Task requirements: Swap "salary" for "wage" in the passage of the HUF accounts post between "Depositing money in" and "income tax return.)", inclusive, and give that passage.

Extracted text:
Depositing money in to your huf account from your salary a/c

Tax planning 17278 views 3 replies

Dear Friends,

I have a query regariding HUF accounts. It is well known fact that opening HUF account is a very good tool for tax minimising / Planning. I have a few queries regarding HUF account. Kindly help get answers to all these questions.

(1) If a person has got only high salary income (say 10 to 15 Lacs per annum) and no income from other sources like rent, business etc, how he can deposit money in to his HUF account. Obviously, money he will transfer from his salary account to HUF account will be tax paid money. ( TDS already deducted on salaries & if TDS is not deducted, he will be paying income tax while filing his income tax return.)

(2) Is there any limit on transferring money in to HUF account by coparceners and members from their respective income tax paid incomes ? If yes, what is the limit.

(3) My understanding about this issue is, you can deposit upto Rs.300000 in to your HUF account and no tax liability will be there on HUF.(considering Rs.200000 tax exemption limit and Rs.100000 investment by HUF under sec 80C. But, what if coparceners and members deposit their income tax paid income in to HUF account. That also will be considered as income for HUF ?

Data shown:
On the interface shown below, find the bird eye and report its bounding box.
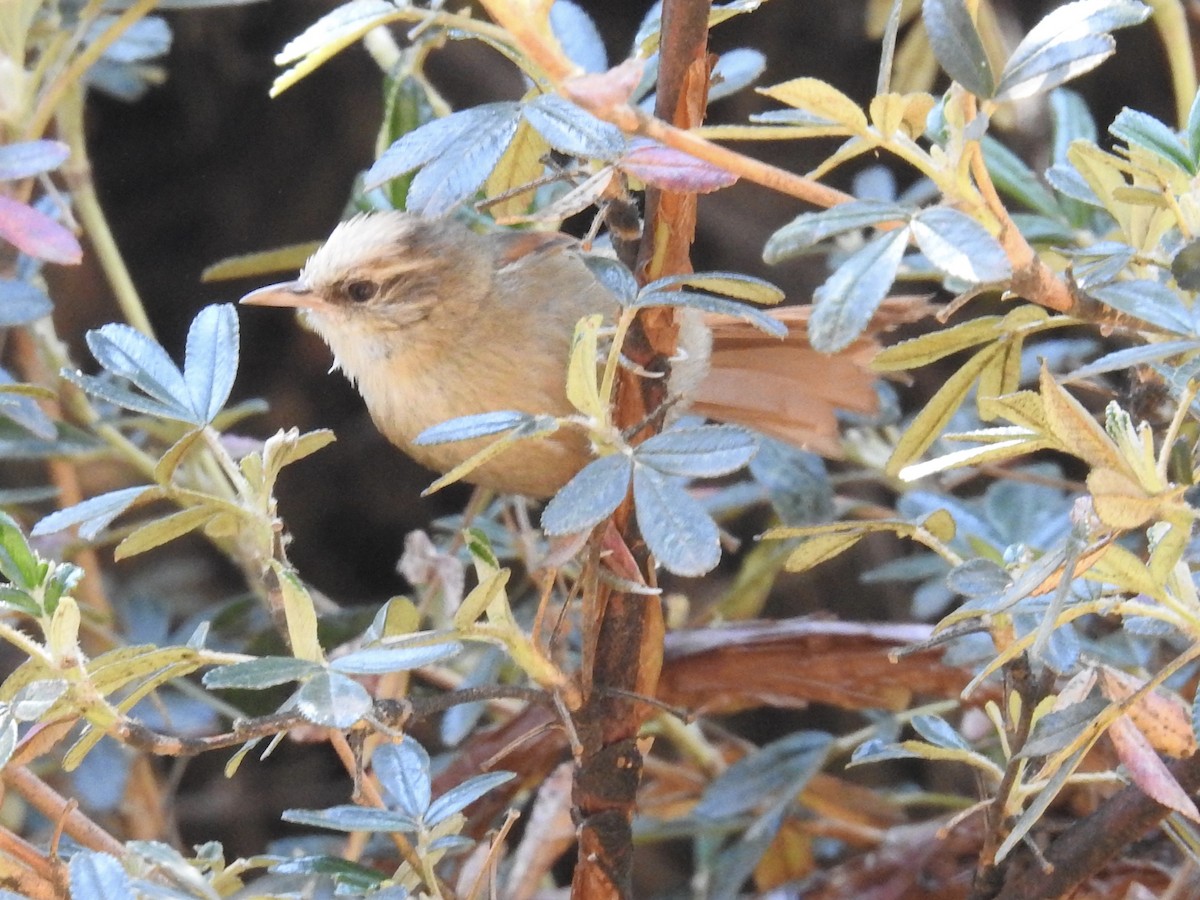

Result of the exercise:
Depositing money in to your huf account from your wage a/c

Tax planning 17278 views 3 replies

Dear Friends,

I have a query regariding HUF accounts. It is well known fact that opening HUF account is a very good tool for tax minimising / Planning. I have a few queries regarding HUF account. Kindly help get answers to all these questions.

(1) If a person has got only high wage income (say 10 to 15 Lacs per annum) and no income from other sources like rent, business etc, how he can deposit money in to his HUF account. Obviously, money he will transfer from his wage account to HUF account will be tax paid money. ( TDS already deducted on salaries & if TDS is not deducted, he will be paying income tax while filing his income tax return.)